REQUEST:
Revise the records starting at the line containing "Draw the outline of every instance of the deer head" and ending at the line containing "232 166 L 241", replacing "deer head" with "stag head" and leaving everything else unchanged.

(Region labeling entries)
- - - -
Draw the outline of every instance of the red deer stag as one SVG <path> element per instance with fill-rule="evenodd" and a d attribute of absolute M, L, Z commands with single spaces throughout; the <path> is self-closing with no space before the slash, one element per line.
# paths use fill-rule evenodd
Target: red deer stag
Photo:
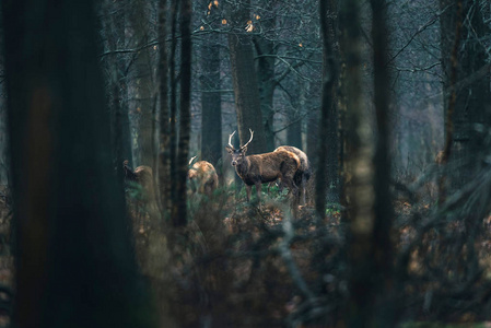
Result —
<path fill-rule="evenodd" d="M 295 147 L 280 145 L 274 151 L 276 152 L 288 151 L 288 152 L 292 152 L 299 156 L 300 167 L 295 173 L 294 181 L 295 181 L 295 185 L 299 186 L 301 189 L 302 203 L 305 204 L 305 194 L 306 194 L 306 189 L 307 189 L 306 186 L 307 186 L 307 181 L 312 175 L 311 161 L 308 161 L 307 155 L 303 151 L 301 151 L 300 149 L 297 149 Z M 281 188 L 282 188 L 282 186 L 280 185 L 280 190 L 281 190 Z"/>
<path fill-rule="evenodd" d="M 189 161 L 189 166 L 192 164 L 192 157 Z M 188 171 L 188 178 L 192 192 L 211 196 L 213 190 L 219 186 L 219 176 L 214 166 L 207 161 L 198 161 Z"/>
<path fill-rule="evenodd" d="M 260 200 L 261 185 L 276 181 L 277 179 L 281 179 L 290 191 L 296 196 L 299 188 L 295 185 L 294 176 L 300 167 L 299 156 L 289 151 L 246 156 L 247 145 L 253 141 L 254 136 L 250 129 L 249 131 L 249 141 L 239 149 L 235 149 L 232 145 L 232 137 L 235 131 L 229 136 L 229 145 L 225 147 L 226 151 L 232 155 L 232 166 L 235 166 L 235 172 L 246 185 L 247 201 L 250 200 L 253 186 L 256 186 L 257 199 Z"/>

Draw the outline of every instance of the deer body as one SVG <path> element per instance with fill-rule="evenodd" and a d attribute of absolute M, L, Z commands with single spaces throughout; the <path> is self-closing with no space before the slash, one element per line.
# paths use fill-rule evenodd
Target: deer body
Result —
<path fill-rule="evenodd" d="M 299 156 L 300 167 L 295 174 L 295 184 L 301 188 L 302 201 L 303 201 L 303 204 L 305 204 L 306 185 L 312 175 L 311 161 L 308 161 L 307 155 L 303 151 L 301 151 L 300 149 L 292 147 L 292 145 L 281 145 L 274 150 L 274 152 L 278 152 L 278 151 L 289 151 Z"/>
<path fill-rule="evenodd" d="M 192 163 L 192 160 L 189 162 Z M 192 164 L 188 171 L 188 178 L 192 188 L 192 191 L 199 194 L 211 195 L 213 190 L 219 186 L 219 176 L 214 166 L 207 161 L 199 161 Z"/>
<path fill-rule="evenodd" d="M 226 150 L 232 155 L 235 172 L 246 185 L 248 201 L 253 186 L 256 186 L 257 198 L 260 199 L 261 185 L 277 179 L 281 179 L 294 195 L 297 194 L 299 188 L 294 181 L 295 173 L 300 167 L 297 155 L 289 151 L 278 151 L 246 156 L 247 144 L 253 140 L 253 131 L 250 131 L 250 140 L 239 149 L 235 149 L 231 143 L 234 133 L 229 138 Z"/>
- - - -
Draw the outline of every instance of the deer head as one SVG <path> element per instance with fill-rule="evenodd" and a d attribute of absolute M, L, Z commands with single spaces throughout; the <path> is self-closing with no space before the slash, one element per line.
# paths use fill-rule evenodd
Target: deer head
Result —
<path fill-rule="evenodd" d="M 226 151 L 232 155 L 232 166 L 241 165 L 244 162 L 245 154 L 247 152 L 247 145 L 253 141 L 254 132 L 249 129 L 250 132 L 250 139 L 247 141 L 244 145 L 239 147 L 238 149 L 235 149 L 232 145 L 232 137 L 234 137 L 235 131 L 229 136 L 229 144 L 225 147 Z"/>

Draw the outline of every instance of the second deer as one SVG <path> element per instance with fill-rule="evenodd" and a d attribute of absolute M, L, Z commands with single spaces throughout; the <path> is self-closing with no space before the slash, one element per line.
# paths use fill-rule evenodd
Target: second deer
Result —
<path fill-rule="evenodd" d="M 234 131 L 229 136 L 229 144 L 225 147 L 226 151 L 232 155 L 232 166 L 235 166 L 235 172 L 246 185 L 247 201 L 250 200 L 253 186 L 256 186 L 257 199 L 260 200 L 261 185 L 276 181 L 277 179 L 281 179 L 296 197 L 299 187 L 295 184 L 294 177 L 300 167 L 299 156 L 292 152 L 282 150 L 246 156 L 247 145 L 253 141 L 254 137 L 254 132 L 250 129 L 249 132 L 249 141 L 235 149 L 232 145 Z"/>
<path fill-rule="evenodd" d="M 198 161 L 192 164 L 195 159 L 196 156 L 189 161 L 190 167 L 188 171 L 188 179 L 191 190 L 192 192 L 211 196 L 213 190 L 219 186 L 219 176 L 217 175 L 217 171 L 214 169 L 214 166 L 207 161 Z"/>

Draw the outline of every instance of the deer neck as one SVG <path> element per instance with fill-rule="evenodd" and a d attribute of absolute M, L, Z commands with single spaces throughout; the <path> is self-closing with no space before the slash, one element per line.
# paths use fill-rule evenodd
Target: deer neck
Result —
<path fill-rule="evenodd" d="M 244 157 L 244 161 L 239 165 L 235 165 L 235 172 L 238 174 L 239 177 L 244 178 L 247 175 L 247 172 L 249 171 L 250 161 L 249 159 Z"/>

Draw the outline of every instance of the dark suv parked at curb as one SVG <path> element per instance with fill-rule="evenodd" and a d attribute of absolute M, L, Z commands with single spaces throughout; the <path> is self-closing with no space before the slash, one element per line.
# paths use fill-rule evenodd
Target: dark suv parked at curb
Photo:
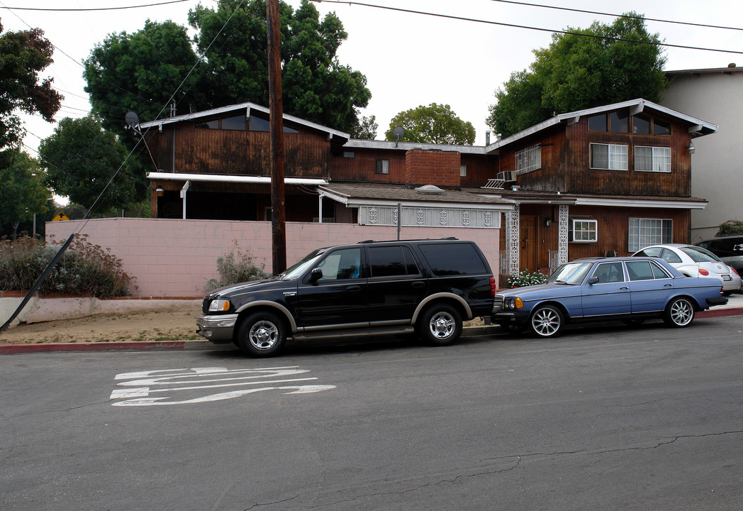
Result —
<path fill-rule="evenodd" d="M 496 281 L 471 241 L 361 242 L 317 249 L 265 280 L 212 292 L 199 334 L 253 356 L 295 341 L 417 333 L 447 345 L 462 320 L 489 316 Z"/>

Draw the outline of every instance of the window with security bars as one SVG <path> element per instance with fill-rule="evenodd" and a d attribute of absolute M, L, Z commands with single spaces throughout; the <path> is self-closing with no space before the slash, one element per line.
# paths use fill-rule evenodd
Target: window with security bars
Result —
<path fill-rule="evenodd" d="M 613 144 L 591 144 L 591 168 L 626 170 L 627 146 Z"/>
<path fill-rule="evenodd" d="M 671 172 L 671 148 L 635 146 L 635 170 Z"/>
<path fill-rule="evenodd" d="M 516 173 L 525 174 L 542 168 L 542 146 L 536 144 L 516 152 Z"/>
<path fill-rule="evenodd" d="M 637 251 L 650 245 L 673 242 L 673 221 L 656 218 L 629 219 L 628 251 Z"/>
- - - -
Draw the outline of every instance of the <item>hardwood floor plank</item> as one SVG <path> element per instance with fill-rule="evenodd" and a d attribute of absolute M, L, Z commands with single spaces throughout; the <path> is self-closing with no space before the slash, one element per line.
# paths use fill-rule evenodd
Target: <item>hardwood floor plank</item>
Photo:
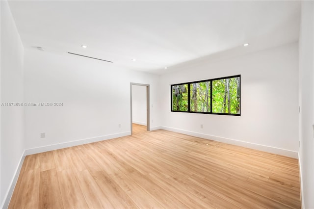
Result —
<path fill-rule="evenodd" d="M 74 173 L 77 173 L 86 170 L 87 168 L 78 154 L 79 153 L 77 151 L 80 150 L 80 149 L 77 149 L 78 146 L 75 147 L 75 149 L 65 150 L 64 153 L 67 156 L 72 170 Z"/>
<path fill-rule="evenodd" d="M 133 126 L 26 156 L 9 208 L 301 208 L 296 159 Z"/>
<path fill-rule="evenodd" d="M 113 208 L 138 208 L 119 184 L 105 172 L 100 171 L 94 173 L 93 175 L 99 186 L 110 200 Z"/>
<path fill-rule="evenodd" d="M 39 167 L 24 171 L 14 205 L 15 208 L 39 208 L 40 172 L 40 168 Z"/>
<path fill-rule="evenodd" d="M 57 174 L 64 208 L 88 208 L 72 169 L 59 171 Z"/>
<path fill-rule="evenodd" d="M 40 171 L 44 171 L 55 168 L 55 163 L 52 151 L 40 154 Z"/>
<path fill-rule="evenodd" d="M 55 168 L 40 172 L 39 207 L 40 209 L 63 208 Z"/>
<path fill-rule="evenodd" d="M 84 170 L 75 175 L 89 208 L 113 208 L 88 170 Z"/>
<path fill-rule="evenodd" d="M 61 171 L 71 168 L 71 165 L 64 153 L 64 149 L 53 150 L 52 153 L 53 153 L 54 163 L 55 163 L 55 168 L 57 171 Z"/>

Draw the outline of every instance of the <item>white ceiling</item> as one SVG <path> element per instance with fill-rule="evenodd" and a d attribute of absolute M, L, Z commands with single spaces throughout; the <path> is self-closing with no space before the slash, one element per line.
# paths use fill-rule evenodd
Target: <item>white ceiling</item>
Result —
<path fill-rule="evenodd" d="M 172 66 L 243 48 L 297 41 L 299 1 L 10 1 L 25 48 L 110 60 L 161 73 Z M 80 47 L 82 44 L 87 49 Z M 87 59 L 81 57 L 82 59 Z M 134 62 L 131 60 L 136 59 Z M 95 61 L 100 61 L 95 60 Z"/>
- - - -
REPLY TO THE EXERCISE:
Draw the outline of every instance of the stag head as one SVG <path> element per instance with fill-rule="evenodd" and a d attribute of absolute M, L, Z commands with single spaces throughout; the <path> is self-closing with no space before the slash, one element per line.
# paths use fill-rule evenodd
Target: stag head
Result —
<path fill-rule="evenodd" d="M 226 151 L 232 155 L 232 166 L 241 165 L 244 162 L 245 154 L 247 152 L 247 145 L 253 141 L 254 132 L 249 129 L 250 132 L 250 139 L 247 141 L 244 145 L 239 147 L 238 149 L 235 149 L 232 145 L 232 137 L 234 137 L 235 131 L 229 136 L 229 144 L 225 147 Z"/>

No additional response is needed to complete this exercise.